Yapılacak iş
Aşağıdaki kayıtlarda "If you could pin the sky" içeren satırla açılıp "If you could pin the dark clothing" içeren satırla kapanan bölümü, "position" yerine "location" koyarak ve geri kalan her şeyi olduğu gibi bırakarak lütfen yeniden yaz. Yalnızca bu satırları ver.

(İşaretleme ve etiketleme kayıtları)
>>

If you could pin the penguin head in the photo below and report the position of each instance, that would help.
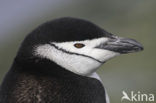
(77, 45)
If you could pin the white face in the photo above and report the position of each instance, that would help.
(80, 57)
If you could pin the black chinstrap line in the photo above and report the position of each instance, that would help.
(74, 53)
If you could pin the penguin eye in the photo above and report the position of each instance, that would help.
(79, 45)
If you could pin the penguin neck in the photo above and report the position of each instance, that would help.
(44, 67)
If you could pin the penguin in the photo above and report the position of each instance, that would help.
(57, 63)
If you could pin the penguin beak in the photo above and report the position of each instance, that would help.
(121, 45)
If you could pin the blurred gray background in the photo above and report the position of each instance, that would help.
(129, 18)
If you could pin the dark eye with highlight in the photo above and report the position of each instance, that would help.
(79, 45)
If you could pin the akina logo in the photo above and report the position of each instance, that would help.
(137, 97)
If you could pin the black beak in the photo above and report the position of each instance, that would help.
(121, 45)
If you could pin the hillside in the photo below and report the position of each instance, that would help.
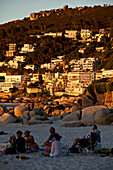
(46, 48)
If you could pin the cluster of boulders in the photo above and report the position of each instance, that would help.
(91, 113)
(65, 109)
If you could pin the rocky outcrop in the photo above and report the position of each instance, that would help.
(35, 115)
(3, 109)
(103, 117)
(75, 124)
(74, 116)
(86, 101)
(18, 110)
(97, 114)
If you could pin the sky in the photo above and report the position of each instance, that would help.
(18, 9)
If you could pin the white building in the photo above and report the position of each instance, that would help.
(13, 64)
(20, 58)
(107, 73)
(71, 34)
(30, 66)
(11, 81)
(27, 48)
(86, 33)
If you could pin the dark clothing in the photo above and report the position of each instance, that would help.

<<
>>

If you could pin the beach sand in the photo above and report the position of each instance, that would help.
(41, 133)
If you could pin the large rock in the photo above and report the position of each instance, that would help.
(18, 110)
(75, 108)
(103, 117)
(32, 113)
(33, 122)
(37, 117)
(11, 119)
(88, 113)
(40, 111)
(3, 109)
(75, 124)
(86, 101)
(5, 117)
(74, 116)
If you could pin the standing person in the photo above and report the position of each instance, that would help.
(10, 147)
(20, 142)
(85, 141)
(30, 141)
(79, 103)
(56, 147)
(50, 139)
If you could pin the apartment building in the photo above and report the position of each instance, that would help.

<<

Yazılı çözüm
If you could pin the sky in the photo above and report the location of each instance, that would help.
(18, 9)
If you could pin the white building in the photo above and report the location of each instance, that would help.
(13, 64)
(20, 58)
(107, 73)
(71, 34)
(30, 66)
(11, 81)
(27, 48)
(86, 33)
If you could pin the dark clothing in the photo above and report the location of each instance, that would help.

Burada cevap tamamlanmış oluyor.